(Problem to work on)
Rewrite the lines from the beginning through the line containing "point(248, 329)", replacing "shot-chart review" with "scene review" and keeping everything else the same. Leave the pictures out.

(Collected data)
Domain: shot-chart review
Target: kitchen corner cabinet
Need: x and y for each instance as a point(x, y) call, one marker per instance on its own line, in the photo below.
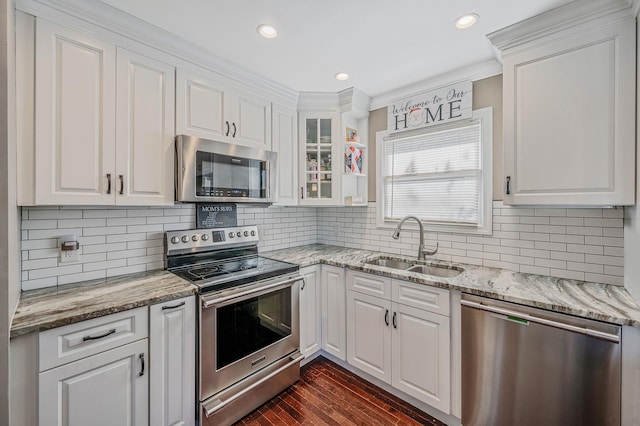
point(310, 311)
point(399, 332)
point(569, 113)
point(95, 372)
point(333, 293)
point(210, 109)
point(172, 372)
point(103, 120)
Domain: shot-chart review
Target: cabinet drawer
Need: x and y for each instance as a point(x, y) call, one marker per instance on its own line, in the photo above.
point(75, 341)
point(374, 285)
point(421, 296)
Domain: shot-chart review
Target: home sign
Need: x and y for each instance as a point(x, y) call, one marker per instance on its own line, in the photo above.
point(438, 106)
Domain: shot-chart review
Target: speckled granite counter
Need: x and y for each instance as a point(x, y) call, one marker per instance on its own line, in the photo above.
point(44, 309)
point(589, 300)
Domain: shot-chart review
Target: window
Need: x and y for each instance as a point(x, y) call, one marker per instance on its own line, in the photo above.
point(442, 174)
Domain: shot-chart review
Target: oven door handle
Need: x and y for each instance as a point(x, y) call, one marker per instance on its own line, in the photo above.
point(217, 404)
point(212, 301)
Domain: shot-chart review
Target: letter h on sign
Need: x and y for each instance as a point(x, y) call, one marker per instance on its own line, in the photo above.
point(401, 121)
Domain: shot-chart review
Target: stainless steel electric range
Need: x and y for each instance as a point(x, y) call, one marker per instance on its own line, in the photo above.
point(248, 329)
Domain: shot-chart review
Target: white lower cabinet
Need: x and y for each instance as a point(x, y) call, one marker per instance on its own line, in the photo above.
point(399, 344)
point(172, 370)
point(333, 291)
point(310, 311)
point(108, 389)
point(95, 372)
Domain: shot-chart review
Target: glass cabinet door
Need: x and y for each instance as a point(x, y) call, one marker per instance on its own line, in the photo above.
point(318, 165)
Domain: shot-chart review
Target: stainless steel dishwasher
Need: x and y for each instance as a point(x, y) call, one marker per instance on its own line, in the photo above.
point(523, 366)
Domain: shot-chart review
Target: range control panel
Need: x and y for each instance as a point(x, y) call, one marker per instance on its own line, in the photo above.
point(210, 238)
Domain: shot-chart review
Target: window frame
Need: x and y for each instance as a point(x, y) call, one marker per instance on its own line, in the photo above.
point(485, 117)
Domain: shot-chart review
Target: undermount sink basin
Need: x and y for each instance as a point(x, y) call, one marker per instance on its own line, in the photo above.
point(390, 263)
point(436, 271)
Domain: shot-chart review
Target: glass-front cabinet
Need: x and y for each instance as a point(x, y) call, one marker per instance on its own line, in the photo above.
point(320, 175)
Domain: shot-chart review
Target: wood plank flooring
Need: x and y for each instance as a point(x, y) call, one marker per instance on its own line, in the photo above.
point(327, 394)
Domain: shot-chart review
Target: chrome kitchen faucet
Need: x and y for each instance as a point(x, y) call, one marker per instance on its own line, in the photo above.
point(422, 253)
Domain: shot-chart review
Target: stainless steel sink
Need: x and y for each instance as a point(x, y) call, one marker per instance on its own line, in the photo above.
point(436, 271)
point(389, 263)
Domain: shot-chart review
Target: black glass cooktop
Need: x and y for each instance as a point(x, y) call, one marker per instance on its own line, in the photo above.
point(232, 271)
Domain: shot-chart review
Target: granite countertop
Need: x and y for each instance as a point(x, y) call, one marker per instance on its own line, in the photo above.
point(588, 300)
point(40, 310)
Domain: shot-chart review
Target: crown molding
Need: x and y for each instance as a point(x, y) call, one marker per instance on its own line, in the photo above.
point(475, 72)
point(573, 14)
point(121, 24)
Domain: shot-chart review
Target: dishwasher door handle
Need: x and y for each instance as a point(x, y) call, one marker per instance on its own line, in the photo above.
point(522, 316)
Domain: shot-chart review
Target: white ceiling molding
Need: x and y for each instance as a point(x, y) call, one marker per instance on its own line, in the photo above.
point(474, 72)
point(573, 14)
point(115, 21)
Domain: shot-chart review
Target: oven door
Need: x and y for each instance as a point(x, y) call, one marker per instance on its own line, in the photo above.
point(245, 329)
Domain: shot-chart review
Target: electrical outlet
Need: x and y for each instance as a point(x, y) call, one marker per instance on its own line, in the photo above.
point(68, 256)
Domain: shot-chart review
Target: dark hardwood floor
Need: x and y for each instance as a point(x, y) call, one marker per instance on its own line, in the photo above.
point(327, 394)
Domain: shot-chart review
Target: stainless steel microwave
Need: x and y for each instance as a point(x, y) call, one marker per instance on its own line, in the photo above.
point(212, 171)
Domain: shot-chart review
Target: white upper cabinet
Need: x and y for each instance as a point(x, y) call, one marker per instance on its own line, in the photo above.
point(75, 122)
point(144, 130)
point(88, 95)
point(211, 109)
point(569, 111)
point(284, 130)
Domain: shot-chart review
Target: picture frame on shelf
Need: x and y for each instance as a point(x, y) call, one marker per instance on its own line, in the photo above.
point(352, 135)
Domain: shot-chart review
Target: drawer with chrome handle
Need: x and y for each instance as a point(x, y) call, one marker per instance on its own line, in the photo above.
point(75, 341)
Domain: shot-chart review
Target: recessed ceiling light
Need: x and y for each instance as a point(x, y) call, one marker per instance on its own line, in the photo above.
point(267, 31)
point(466, 21)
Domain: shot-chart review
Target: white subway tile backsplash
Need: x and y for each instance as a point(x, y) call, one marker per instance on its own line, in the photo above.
point(567, 243)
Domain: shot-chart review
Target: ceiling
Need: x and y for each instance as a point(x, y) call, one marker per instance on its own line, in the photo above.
point(383, 45)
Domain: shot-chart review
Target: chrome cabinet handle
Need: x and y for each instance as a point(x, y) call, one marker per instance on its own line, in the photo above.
point(141, 373)
point(164, 308)
point(108, 333)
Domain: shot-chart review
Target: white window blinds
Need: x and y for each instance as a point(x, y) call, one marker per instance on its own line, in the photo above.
point(436, 176)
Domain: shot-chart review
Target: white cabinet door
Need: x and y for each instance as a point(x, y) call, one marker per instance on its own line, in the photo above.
point(333, 290)
point(421, 355)
point(172, 369)
point(75, 116)
point(201, 106)
point(145, 130)
point(250, 120)
point(569, 119)
point(369, 334)
point(310, 311)
point(285, 131)
point(107, 389)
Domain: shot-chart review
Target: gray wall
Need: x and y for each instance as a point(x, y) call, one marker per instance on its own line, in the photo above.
point(486, 93)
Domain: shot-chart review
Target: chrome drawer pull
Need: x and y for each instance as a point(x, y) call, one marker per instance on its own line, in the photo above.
point(108, 333)
point(174, 306)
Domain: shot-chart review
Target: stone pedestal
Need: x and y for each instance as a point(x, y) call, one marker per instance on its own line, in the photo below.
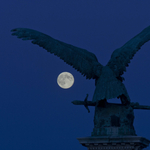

(Correct answer)
Domain: scene review
Target: kitchen corner cabinet
Need: x and y for each instance as a point(x, y) call, one marker per instance on its own line, in the photo below.
point(310, 311)
point(399, 332)
point(569, 113)
point(95, 372)
point(333, 293)
point(210, 109)
point(172, 372)
point(103, 120)
Domain: scene review
Target: cabinet drawer
Need: x and y for each instance as a point(x, y) call, one marker per instance on its own line, in the photo above.
point(75, 341)
point(374, 285)
point(421, 296)
Domain: scene review
Target: home sign
Need: x and y for each instance as a point(x, y) call, one marker per instance on its own line, in the photo above.
point(438, 106)
Domain: scene review
Target: speckled granite counter
Need: x and y for each instance as a point(x, y) call, one marker per instance on its own line, in the photo above.
point(44, 309)
point(589, 300)
Domain: scene review
Target: window
Need: x and y for each instance as a point(x, y) call, one marker per instance on its own line, in the photo above.
point(442, 174)
Domain: scene review
Target: oven door handle
Need: x and y for each instance as a point(x, y) call, one marker per instance on its own line, in the photo above.
point(217, 404)
point(212, 301)
Domain: scene review
Target: letter h on sign
Need: x and y for each instance as a point(x, y) call, one marker per instance on its own line, in the photo above.
point(401, 121)
Domain: scene review
Target: stainless steel electric range
Need: x and y for each instance as a point(x, y) call, one marker per instance on its own line, in the photo above.
point(248, 329)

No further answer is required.